::: Цитируемый текст

Аристотелевский иерархически упорядоченный сферический космос вечен, его
строй неизменен, при этом космос конечен. Телеологизм А. проявляется не только в
том, что первый двигатель движет как предмет стремления, но и в том, что одной из
причин наряду со специфической для данной вещи материей оказывается и лишенность
всякий раз определенного качества. Впервые у А. приобретает значение понятие природы, «которая ничего не делает напрасно» («О душе» 432b, «О небе» 271a, etc.). Разные уровни бытия изучаются разными науками, составляющими определенную иерархию: от первой философии, или мудрости, до практической философии, базирующейся
на наблюдении за реальными фактами социальной жизни и не претендующих на всеобщность, свойственную теоретическим наукам.
Логика и творческие науки заняты областью искусно (технически) построенной
речи, при этом первая вырабатывает правила ведения диспута и построения доказательства, а вторые ориентированы на наблюдение за реальной практикой составления
политических и судебных речей и поэтических произведений, хотя и предполагают
пользование силлогизмами (риторика) и понимание общего (поэтика).
У А. нет платоновских блага-единого, превосходящего бытие, неизбежной двойственности предела-беспредельного в качестве границы между ним и бытием; и не досягающей бытия материя: его универсум целиком помещается в пределах иерархически
14
устроенного бытия, вопрос о границах которого А. не рассматривает. Поэтому перед А.

::::::
::: Приведённый список

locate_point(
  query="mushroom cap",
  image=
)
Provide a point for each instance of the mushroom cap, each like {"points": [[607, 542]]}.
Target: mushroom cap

::::::

Задача:
Что, согласно тексту об учении Аристотеля, вырабатывает логика?

Ожидаемый ответ:
Логика вырабатывает правила ведения диспута и построения доказательства.